## TASK PROMPT:
Please transcribe the data exactly, with nothing left out.

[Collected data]
++++++++

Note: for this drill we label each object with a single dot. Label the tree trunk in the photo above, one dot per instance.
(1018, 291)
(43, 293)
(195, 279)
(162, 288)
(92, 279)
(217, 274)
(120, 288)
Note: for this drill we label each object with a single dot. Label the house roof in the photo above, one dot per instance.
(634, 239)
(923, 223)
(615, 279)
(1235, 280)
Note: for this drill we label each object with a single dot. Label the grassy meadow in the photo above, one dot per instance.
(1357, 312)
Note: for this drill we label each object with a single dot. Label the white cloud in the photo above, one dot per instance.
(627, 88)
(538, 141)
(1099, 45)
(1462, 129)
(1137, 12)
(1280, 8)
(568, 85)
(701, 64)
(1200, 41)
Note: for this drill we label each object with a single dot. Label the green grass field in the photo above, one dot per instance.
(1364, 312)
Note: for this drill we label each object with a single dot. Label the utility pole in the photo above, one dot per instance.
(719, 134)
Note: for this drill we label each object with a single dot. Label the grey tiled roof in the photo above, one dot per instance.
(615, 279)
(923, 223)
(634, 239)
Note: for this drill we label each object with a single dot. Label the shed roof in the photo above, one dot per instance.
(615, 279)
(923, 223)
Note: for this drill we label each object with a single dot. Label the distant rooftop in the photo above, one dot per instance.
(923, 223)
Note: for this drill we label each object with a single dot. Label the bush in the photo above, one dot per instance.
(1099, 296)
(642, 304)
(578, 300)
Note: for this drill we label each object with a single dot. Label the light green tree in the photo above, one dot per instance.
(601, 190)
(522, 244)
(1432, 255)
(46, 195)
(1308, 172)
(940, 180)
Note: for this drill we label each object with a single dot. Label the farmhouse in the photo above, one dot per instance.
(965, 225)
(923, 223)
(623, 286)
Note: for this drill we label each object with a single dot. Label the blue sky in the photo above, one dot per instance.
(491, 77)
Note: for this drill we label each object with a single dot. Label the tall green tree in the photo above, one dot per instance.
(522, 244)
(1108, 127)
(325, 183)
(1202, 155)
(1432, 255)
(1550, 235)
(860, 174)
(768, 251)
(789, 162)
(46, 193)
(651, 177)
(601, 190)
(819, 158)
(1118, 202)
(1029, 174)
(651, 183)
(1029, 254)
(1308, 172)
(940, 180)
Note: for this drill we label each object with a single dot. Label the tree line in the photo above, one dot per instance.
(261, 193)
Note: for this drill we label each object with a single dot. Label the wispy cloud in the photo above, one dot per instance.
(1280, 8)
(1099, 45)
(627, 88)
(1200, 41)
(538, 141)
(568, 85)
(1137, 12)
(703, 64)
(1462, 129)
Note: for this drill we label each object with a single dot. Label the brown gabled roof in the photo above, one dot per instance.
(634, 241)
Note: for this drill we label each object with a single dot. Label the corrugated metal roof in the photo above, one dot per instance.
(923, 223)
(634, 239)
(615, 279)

++++++++

## WRITTEN ANSWER:
Note: for this drill we label each object with a single dot. Label the tree trunk in the photo above, one dot per instance.
(1018, 291)
(43, 293)
(195, 279)
(162, 288)
(92, 279)
(217, 274)
(120, 288)
Note: for this drill we label each object with a single dot. Label the house roof in the photo above, one dot per instance.
(634, 239)
(923, 223)
(615, 279)
(1235, 280)
Note: for this drill we label each object with a single dot. Label the grassy meadow in the photo above, one dot per instance.
(1357, 312)
Note: for this drill we label each object with a single dot. Label the white cloud in the photo above, one dot per instance.
(627, 88)
(538, 141)
(1099, 45)
(1462, 129)
(1137, 12)
(1280, 8)
(568, 85)
(701, 64)
(1200, 41)
Note: for this drill we label each object with a single dot. Label the green grass field in the photo above, one dot per instance.
(1364, 312)
Note: for this drill we label each object with a single dot. Label the utility pole in the photo above, one dot per instance.
(719, 134)
Note: for this drill we label each object with a single dot. Label the grey tiled roof in the photo above, one dot per instance.
(615, 279)
(923, 223)
(634, 239)
Note: for this drill we label each object with a single dot. Label the shed roof in the photo above, one dot per instance.
(615, 279)
(923, 223)
Note: for this drill we label each object with a single dot. Label the distant rooftop in the photo above, one dot per instance.
(923, 223)
Note: for this drill we label each object with a single dot. Label the bush in the photo above, one dot per instance.
(1099, 296)
(642, 304)
(578, 300)
Note: for this drill we label each object with a single dot. Label the light green tree in the photo above, one dot per instance.
(601, 190)
(522, 244)
(1432, 255)
(46, 195)
(1308, 172)
(940, 180)
Note: for this drill we label each object with a single dot. Label the farmhouse in the photo above, one dot per instance.
(965, 225)
(923, 223)
(623, 286)
Note: for this drill we label each object with a single dot. Label the blue sky in the photo above, one dot per instance.
(491, 77)
Note: for this drill we label each object with a single dot. Label the tall green tree in the photo above, one dot per instance.
(522, 244)
(1108, 127)
(325, 183)
(1202, 155)
(1432, 255)
(1550, 235)
(860, 174)
(768, 251)
(789, 162)
(46, 193)
(651, 177)
(601, 190)
(819, 158)
(1118, 202)
(1029, 174)
(651, 183)
(1029, 254)
(1308, 172)
(940, 180)
Note: for this drill we label each object with a single dot. Label the tree line in the photo above, one dot per instance.
(261, 193)
Note: for this drill we label each object with a single dot. Label the wispy cloud in the photo above, one dot per instance.
(1280, 8)
(1099, 45)
(627, 88)
(1200, 41)
(538, 141)
(568, 85)
(1137, 12)
(703, 64)
(1462, 129)
Note: for this drill we label each object with a single dot. Label the brown gabled roof in the photo above, one dot per instance.
(634, 241)
Note: for this drill we label each object with a single dot. Label the corrugated metal roof in the photo above, one dot per instance.
(923, 223)
(634, 239)
(615, 279)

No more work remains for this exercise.